## TEXT EXCERPT:
Use 20x less peak RAM with dp_knapsack_sliding_hirschberg, a new activation memory budget solver for PyTorch

TL;DR: If you use a default torch._functorch.config.activation_memory_budget_solver=dp, you can change it to dp_knapsack_sliding_hirschberg and decrease your peak RAM usage during memory planning by a factor of 20. Currently it's only available when you compile from source (main branch), because it's not released yet

← main page

What?

When PyTorch builds a computation graph of your ML model, it tries many different things to make it fast and memory efficient. One technique is to take a joint forward and backward computation graph and choose which operations should be saved (stored in a memory and reused) and which operations should be recomputed. Each operation takes some time to run and takes up some memory if stored and we only can use a limited amount of memory.

0/1 Knapsack problem

Imagine you are a thief and you just broke into a place with many valuable things inside. You have a knapsack that can carry up to 10 kilograms. You want to maximize the value of things you steal. Ideally, you'd just take all of them. But if you put more than 10kg to your knaspack, it will break and you will get away with nothing. Alternatively, you can use some heuristics to pick the items (like take only small items or only green ones), but then your solution might not be optimal - you will steal some value, but perhaps less than what you could gain in an optimal choice. For your rescue, there come 0/1 knapsack solvers. There are different algorithms that compute optimal items choice within a given capacity (max weight of things in a knapsack) and given a list of items, where each of items has a value and a cost (weight). In PyTorch, this is what we actually do, which is: within a RAM budget (knapsack capacity), we choose which operations (items) should be saved to the memory to maximize the time savings in runtime (value).

dp_knapsack

Currently, the default implementation of knapsack solver in PyTorch is dp_knapsack, which is a dynamic programming approach to solving 0/1 knapsack. The algoritmh is actually simple once you understand it. It helps a lot if you have had a prior experience with dynamic programming (I do not). Look at this nice GIF from Wikipedia:

By RDSEED - Own work, CC BY-SA 4.0, Link

On the left, there is a list of 4 items. i is an index, v is a value and w is a weight. Units irrelevant. Capacity is 6. That's why on the right side there are 6 columns (each column is a part of total capacity) and 4 rows (one per item). Ok, actually there are 7 and 5, because of padding with zeros, but that's only for a computation convenience (every row and column has a parent, index arithmetic gets much easier). You could actually do it without padding, but I tried and fallbacked to padding anyways, because index arithmetic was a bit annoying. The table on the right is called a DP table. It's where the computation happens.

## RECORDS PROVIDED:
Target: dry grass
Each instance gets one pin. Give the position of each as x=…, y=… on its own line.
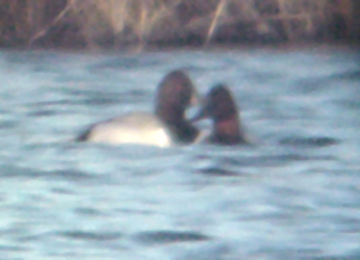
x=116, y=23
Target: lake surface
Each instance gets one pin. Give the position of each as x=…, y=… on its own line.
x=294, y=194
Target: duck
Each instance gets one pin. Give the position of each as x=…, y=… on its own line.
x=221, y=108
x=166, y=126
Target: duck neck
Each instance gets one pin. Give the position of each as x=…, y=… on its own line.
x=175, y=119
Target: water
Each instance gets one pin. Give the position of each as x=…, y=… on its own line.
x=293, y=195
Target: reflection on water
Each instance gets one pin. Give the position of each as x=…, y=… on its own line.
x=293, y=194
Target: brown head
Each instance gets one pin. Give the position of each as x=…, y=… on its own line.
x=175, y=94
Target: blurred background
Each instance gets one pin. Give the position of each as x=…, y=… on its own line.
x=158, y=23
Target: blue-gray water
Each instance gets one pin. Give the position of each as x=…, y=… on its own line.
x=293, y=195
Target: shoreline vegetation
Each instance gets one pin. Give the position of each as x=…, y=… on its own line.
x=116, y=24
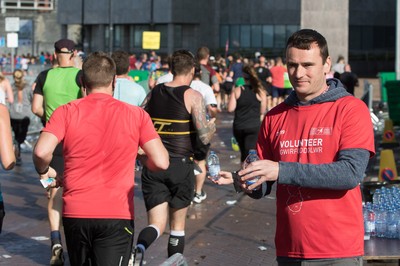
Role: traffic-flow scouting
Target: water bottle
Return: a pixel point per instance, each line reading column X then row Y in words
column 380, row 222
column 391, row 223
column 213, row 165
column 252, row 157
column 369, row 221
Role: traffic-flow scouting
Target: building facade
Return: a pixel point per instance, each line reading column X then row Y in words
column 363, row 31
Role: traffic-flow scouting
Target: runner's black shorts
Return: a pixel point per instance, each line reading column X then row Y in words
column 103, row 241
column 174, row 185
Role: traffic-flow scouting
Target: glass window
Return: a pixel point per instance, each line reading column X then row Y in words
column 118, row 31
column 234, row 34
column 178, row 36
column 131, row 37
column 245, row 36
column 279, row 36
column 256, row 36
column 138, row 35
column 367, row 37
column 163, row 29
column 224, row 35
column 355, row 36
column 268, row 36
column 290, row 29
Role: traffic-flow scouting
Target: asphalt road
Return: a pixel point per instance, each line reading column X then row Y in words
column 226, row 229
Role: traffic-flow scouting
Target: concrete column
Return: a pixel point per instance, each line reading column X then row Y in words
column 331, row 19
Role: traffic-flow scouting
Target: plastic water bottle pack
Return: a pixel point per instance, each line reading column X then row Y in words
column 382, row 216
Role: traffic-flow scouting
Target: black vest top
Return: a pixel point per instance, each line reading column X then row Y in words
column 247, row 112
column 171, row 119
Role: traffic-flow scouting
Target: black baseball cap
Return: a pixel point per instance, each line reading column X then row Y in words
column 65, row 46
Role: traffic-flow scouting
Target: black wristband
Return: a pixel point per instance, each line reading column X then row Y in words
column 236, row 182
column 43, row 172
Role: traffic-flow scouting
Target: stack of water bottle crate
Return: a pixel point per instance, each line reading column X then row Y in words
column 382, row 215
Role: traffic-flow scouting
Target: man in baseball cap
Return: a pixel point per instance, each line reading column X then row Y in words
column 64, row 46
column 55, row 87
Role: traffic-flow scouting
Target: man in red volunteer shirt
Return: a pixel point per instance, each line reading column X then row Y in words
column 315, row 146
column 101, row 137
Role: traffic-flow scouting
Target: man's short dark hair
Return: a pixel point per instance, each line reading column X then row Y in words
column 303, row 39
column 121, row 59
column 98, row 70
column 182, row 62
column 203, row 53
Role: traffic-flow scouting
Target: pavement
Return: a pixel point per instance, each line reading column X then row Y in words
column 225, row 229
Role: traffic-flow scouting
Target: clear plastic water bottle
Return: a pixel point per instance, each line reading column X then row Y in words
column 380, row 222
column 252, row 157
column 369, row 221
column 213, row 165
column 391, row 223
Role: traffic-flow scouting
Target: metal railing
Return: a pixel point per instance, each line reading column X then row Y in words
column 43, row 5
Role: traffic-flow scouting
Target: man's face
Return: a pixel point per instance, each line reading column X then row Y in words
column 307, row 71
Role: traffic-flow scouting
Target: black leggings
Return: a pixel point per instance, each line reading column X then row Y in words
column 247, row 140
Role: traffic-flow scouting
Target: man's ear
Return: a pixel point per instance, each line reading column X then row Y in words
column 113, row 83
column 327, row 65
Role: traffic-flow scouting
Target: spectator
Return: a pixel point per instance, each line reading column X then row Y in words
column 249, row 102
column 7, row 156
column 125, row 89
column 20, row 110
column 349, row 79
column 53, row 88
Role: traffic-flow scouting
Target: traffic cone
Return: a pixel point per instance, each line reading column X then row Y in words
column 389, row 138
column 387, row 166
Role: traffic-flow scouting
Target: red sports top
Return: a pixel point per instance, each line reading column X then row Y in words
column 101, row 136
column 317, row 223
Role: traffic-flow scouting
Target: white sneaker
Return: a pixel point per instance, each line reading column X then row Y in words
column 198, row 198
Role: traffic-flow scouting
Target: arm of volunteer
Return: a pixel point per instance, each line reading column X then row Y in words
column 8, row 89
column 346, row 173
column 156, row 157
column 205, row 129
column 43, row 151
column 6, row 148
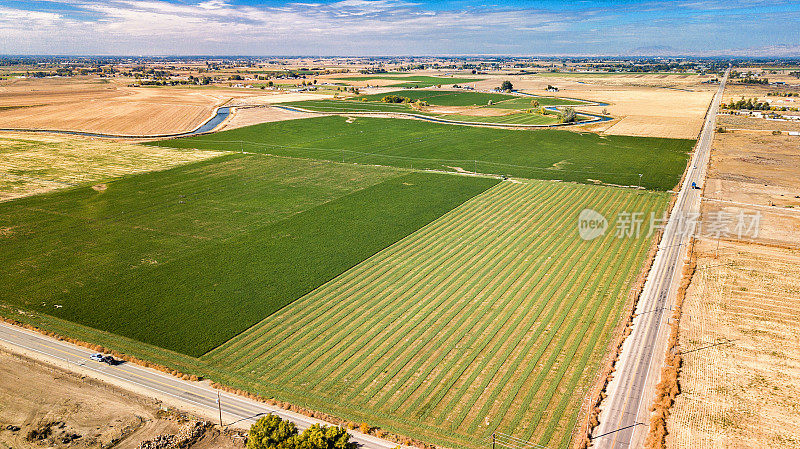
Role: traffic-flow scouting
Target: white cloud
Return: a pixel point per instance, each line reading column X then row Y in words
column 364, row 27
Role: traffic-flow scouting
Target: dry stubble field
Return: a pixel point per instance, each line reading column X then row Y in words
column 740, row 331
column 107, row 106
column 37, row 163
column 740, row 337
column 643, row 105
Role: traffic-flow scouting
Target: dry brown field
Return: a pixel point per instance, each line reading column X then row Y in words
column 74, row 405
column 757, row 172
column 36, row 163
column 738, row 122
column 643, row 105
column 107, row 106
column 255, row 115
column 740, row 342
column 654, row 105
column 740, row 326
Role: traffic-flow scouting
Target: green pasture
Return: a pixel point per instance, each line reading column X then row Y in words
column 537, row 154
column 494, row 318
column 189, row 257
column 445, row 97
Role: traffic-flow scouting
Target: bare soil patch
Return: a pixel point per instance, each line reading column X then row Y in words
column 254, row 115
column 107, row 106
column 643, row 105
column 754, row 172
column 36, row 163
column 54, row 408
column 735, row 122
column 740, row 341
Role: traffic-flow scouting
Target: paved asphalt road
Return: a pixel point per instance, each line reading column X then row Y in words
column 170, row 389
column 624, row 419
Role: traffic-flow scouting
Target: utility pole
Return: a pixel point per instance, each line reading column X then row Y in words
column 219, row 406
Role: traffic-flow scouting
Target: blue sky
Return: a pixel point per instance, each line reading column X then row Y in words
column 401, row 27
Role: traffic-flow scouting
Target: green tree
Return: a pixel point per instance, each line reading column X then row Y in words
column 324, row 437
column 271, row 432
column 567, row 115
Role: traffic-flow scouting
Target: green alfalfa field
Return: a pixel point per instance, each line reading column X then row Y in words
column 477, row 310
column 189, row 257
column 533, row 154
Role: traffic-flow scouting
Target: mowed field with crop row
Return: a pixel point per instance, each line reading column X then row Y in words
column 492, row 318
column 413, row 81
column 187, row 258
column 344, row 107
column 539, row 154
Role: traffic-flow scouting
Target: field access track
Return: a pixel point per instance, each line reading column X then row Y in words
column 493, row 317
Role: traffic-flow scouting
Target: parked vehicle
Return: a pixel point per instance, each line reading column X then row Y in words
column 102, row 358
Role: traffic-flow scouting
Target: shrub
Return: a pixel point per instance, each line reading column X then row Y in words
column 395, row 99
column 271, row 432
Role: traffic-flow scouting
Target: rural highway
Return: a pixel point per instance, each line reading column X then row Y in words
column 625, row 412
column 196, row 396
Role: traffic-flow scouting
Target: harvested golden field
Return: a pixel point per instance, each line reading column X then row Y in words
column 643, row 105
column 104, row 106
column 740, row 341
column 36, row 163
column 756, row 172
column 737, row 122
column 254, row 115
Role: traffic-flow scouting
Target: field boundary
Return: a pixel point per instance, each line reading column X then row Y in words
column 411, row 115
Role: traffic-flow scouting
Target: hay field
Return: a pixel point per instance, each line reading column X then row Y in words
column 201, row 252
column 539, row 154
column 492, row 318
column 37, row 163
column 740, row 338
column 102, row 106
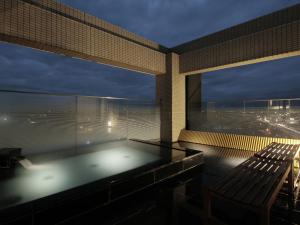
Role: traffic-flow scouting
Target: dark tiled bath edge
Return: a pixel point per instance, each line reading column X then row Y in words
column 62, row 206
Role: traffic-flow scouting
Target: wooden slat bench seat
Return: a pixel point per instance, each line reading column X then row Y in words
column 281, row 152
column 284, row 152
column 253, row 185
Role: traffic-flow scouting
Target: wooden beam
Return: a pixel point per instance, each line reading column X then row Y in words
column 51, row 26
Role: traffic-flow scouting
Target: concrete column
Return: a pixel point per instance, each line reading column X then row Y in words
column 193, row 101
column 170, row 94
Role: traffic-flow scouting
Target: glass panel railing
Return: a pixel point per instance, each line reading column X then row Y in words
column 271, row 118
column 39, row 122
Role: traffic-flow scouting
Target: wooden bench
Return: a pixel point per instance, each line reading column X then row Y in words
column 253, row 185
column 283, row 152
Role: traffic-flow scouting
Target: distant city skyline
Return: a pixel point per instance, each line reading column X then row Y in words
column 28, row 69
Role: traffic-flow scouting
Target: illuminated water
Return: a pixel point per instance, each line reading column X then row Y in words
column 47, row 174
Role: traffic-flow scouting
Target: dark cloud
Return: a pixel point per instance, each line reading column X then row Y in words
column 169, row 22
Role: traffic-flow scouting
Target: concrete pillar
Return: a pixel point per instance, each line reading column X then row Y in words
column 170, row 94
column 193, row 101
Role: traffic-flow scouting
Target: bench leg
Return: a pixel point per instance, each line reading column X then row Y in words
column 265, row 217
column 207, row 207
column 291, row 187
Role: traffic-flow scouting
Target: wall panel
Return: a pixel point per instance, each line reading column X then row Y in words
column 243, row 142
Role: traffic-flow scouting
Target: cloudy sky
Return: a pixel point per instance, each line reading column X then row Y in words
column 168, row 22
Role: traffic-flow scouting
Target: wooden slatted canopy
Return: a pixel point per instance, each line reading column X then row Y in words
column 253, row 181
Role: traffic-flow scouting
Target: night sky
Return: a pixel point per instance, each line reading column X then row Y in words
column 168, row 22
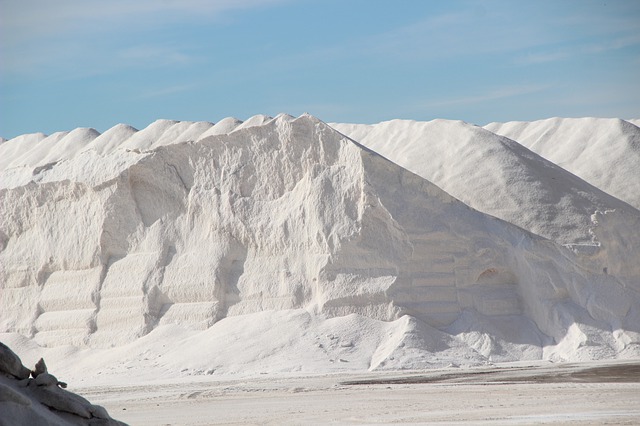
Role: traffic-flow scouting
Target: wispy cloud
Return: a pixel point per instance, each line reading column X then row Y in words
column 565, row 53
column 165, row 91
column 38, row 36
column 26, row 19
column 489, row 95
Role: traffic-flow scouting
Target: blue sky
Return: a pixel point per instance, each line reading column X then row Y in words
column 88, row 63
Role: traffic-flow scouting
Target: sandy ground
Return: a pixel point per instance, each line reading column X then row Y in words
column 586, row 393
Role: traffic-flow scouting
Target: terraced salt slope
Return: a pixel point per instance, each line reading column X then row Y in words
column 290, row 223
column 604, row 152
column 493, row 174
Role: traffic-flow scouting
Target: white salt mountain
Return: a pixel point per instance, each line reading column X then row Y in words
column 605, row 152
column 284, row 246
column 494, row 175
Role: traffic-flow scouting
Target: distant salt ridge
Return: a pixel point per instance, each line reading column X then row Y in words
column 492, row 174
column 288, row 228
column 604, row 152
column 34, row 150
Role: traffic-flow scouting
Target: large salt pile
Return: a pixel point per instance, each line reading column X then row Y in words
column 603, row 151
column 494, row 175
column 282, row 245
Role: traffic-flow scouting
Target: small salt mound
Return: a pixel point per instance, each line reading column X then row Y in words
column 145, row 138
column 70, row 145
column 37, row 152
column 604, row 152
column 13, row 148
column 256, row 120
column 182, row 132
column 111, row 139
column 222, row 127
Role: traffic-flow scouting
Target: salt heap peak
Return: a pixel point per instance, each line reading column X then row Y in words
column 492, row 174
column 603, row 151
column 292, row 216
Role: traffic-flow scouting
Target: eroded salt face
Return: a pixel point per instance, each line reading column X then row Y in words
column 288, row 222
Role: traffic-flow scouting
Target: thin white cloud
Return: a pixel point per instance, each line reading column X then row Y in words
column 81, row 36
column 579, row 50
column 490, row 95
column 165, row 91
column 24, row 20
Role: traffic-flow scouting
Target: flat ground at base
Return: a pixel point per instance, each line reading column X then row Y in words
column 602, row 393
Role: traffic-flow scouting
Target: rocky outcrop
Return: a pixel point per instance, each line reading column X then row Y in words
column 40, row 400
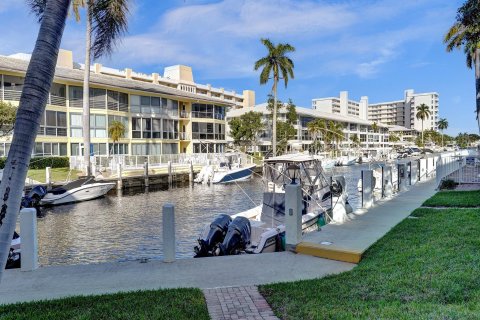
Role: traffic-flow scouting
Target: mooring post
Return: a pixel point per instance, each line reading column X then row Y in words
column 168, row 232
column 190, row 176
column 119, row 179
column 367, row 188
column 48, row 177
column 28, row 234
column 293, row 219
column 170, row 173
column 145, row 173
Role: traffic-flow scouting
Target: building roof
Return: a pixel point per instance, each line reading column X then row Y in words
column 76, row 75
column 307, row 112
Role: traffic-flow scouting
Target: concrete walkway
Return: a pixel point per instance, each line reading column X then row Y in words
column 230, row 271
column 348, row 241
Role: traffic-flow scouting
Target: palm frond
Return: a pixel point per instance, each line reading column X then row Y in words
column 109, row 22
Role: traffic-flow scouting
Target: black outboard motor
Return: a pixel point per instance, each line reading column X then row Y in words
column 218, row 229
column 237, row 238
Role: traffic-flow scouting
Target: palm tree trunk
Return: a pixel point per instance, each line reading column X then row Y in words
column 86, row 93
column 477, row 84
column 33, row 100
column 274, row 120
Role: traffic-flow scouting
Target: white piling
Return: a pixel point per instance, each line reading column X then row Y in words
column 145, row 173
column 48, row 176
column 168, row 233
column 293, row 216
column 28, row 234
column 367, row 188
column 119, row 179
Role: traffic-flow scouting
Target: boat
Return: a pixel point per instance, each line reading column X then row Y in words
column 83, row 189
column 229, row 169
column 262, row 228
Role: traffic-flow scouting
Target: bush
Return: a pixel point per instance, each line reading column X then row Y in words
column 448, row 184
column 43, row 162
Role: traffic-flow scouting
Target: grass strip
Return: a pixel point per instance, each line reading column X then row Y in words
column 58, row 174
column 153, row 304
column 454, row 199
column 425, row 268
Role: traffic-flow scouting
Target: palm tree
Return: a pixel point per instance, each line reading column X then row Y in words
column 423, row 112
column 442, row 125
column 465, row 33
column 276, row 63
column 38, row 80
column 106, row 21
column 116, row 130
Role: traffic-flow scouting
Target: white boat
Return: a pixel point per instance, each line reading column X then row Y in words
column 229, row 169
column 262, row 228
column 85, row 188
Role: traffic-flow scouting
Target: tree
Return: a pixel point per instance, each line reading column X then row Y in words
column 7, row 118
column 280, row 66
column 442, row 125
column 423, row 112
column 38, row 80
column 116, row 130
column 465, row 33
column 244, row 129
column 106, row 21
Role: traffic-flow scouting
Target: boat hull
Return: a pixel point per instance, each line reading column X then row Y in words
column 84, row 193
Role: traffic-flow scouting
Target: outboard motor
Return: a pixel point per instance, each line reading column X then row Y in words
column 218, row 229
column 237, row 238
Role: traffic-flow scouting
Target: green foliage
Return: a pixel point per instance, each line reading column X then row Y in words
column 244, row 129
column 7, row 118
column 42, row 163
column 152, row 304
column 424, row 268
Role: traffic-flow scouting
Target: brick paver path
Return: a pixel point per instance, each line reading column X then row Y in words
column 237, row 303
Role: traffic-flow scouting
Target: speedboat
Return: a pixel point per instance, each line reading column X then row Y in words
column 229, row 169
column 85, row 188
column 262, row 228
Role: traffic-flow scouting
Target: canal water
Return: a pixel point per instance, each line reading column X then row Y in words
column 128, row 226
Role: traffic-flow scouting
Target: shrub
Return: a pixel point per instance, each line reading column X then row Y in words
column 43, row 162
column 448, row 184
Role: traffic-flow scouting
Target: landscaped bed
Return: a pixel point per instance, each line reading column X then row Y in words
column 427, row 267
column 454, row 199
column 158, row 304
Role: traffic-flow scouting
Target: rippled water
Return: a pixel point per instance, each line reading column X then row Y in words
column 129, row 226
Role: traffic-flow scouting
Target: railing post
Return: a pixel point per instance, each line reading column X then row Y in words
column 28, row 234
column 168, row 233
column 293, row 216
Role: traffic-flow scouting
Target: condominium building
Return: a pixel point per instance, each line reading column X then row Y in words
column 395, row 113
column 166, row 114
column 374, row 141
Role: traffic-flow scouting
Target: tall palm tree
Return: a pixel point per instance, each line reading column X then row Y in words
column 38, row 80
column 106, row 21
column 442, row 125
column 116, row 130
column 465, row 32
column 278, row 66
column 423, row 112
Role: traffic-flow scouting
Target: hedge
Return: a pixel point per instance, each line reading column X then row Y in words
column 43, row 162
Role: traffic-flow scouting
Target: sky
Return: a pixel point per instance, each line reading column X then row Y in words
column 374, row 48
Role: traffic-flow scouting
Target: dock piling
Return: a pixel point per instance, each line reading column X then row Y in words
column 28, row 233
column 168, row 233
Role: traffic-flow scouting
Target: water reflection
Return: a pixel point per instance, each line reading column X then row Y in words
column 128, row 225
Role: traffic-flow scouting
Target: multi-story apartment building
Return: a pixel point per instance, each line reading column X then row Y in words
column 395, row 113
column 374, row 141
column 162, row 115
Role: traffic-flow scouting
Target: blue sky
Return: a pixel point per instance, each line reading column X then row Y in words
column 376, row 48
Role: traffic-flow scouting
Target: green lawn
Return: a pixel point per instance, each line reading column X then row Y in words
column 427, row 267
column 58, row 174
column 454, row 199
column 158, row 304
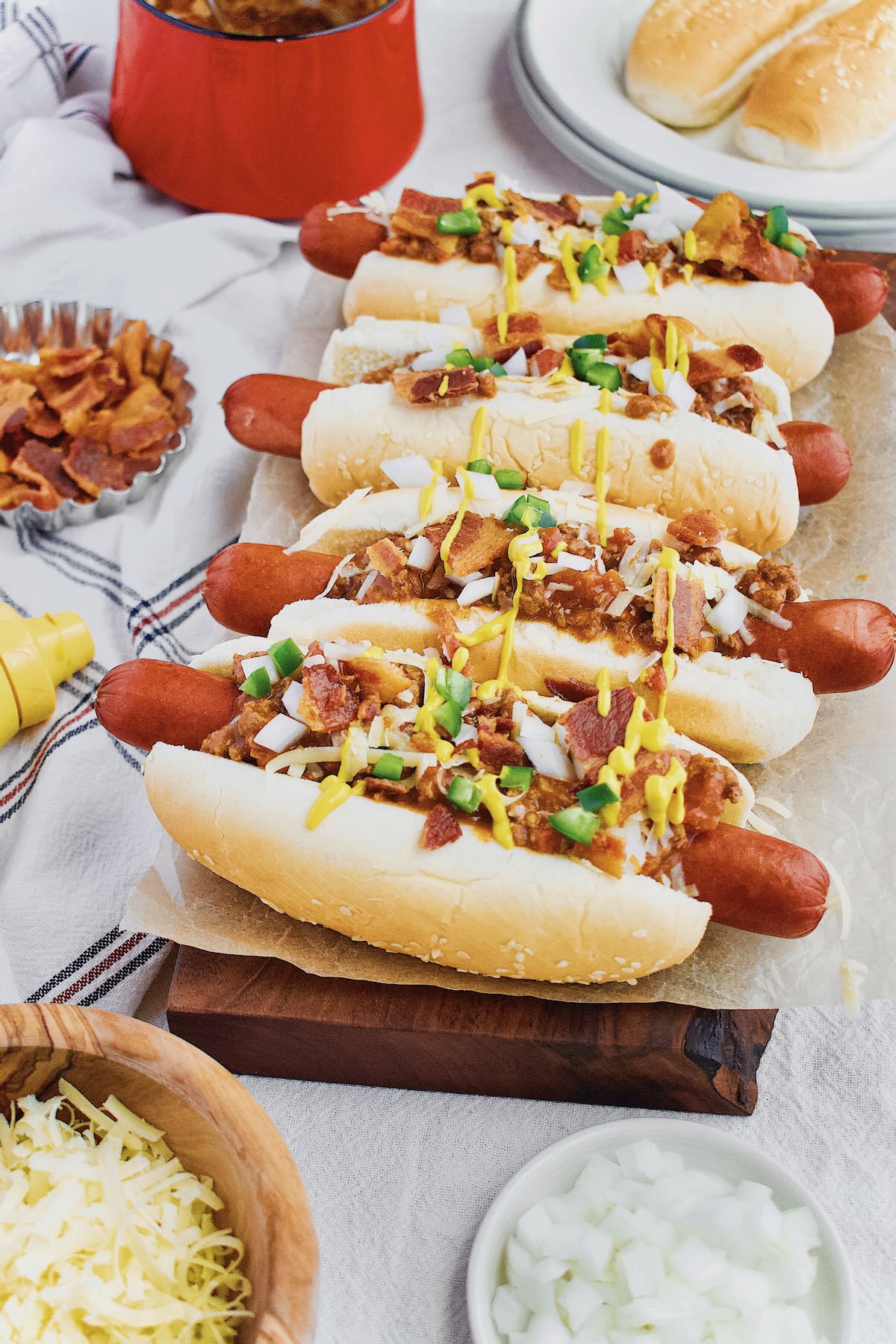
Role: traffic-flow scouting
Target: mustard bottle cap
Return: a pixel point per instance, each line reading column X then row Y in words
column 37, row 653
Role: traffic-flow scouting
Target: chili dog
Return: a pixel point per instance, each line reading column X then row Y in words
column 598, row 265
column 339, row 759
column 687, row 423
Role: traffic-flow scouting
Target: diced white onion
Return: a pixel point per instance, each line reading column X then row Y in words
column 679, row 390
column 422, row 554
column 729, row 613
column 264, row 662
column 430, row 361
column 280, row 732
column 547, row 757
column 411, row 472
column 476, row 591
column 481, row 483
column 367, row 584
column 641, row 369
column 673, row 206
column 633, row 277
column 516, row 366
column 455, row 315
column 292, row 699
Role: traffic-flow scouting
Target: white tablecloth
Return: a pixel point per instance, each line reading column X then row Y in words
column 399, row 1180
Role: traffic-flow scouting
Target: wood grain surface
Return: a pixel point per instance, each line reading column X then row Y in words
column 265, row 1016
column 211, row 1122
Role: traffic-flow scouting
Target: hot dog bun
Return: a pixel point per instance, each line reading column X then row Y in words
column 692, row 60
column 747, row 484
column 829, row 99
column 788, row 324
column 363, row 874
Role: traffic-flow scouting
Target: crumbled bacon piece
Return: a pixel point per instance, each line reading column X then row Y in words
column 440, row 828
column 328, row 703
column 386, row 557
column 591, row 734
column 632, row 246
column 687, row 611
column 699, row 529
column 477, row 546
column 709, row 786
column 729, row 235
column 432, row 388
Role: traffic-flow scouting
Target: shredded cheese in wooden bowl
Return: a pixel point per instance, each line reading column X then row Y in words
column 105, row 1236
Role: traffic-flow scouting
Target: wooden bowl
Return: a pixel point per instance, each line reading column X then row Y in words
column 211, row 1122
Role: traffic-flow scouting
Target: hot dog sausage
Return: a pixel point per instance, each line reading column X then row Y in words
column 841, row 644
column 751, row 880
column 821, row 460
column 147, row 700
column 335, row 243
column 265, row 411
column 755, row 882
column 246, row 585
column 853, row 292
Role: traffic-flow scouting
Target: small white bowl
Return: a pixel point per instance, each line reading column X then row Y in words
column 830, row 1305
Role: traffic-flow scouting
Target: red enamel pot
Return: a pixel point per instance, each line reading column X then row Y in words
column 267, row 125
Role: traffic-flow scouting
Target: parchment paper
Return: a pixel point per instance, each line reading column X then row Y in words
column 840, row 783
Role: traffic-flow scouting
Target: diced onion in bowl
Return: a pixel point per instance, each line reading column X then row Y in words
column 422, row 556
column 280, row 734
column 633, row 277
column 476, row 591
column 411, row 472
column 455, row 315
column 430, row 361
column 729, row 615
column 517, row 364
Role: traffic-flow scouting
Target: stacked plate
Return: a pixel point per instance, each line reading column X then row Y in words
column 568, row 63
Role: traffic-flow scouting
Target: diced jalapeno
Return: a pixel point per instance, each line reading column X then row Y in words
column 576, row 824
column 598, row 796
column 509, row 479
column 287, row 656
column 462, row 793
column 464, row 222
column 257, row 683
column 516, row 777
column 388, row 766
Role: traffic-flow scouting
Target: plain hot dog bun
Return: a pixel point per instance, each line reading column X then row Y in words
column 747, row 484
column 364, row 874
column 829, row 99
column 747, row 709
column 788, row 324
column 692, row 60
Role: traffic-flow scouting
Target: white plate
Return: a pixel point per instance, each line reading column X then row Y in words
column 575, row 50
column 874, row 234
column 830, row 1304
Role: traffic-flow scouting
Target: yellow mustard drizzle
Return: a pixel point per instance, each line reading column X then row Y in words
column 576, row 447
column 428, row 494
column 445, row 550
column 664, row 797
column 477, row 437
column 570, row 269
column 520, row 551
column 605, row 692
column 494, row 804
column 669, row 562
column 511, row 282
column 601, row 482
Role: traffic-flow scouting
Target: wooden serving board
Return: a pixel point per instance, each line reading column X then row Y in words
column 265, row 1016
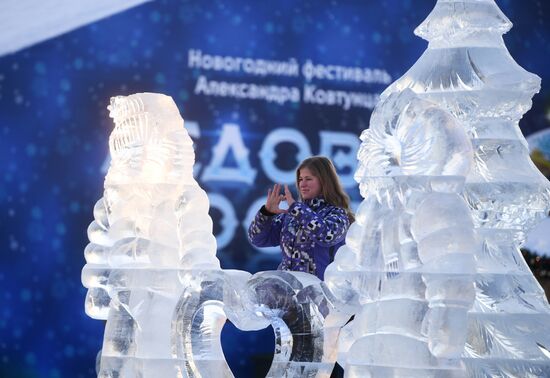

## PROBLEMS AND TASKS:
1. In the PyTorch knapsack solver post, why does the DP table have 7 columns and 5 rows rather than 6 and 4? Answer in one to three sentences.
2. According to the PyTorch knapsack solver post, what is PyTorch's current default implementation of the knapsack solver?
3. Reproduce the passage of the PyTorch knapsack solver post between "TL;DR: If you" and "amount of memory.", inclusive.

## PER-TASK OUTPUTS:
1. The table is padded with zeros, which adds one extra column and one extra row. The padding makes computation more convenient, because every row and column then has a parent and index arithmetic gets much easier.

2. dp_knapsack, a dynamic programming approach to the 0/1 knapsack problem.

3.
TL;DR: If you use a default torch._functorch.config.activation_memory_budget_solver=dp, you can change it to dp_knapsack_sliding_hirschberg and decrease your peak RAM usage during memory planning by a factor of 20. Currently it's only available when you compile from source (main branch), because it's not released yet

← main page

What?

When PyTorch builds a computation graph of your ML model, it tries many different things to make it fast and memory efficient. One technique is to take a joint forward and backward computation graph and choose which operations should be saved (stored in a memory and reused) and which operations should be recomputed. Each operation takes some time to run and takes up some memory if stored and we only can use a limited amount of memory.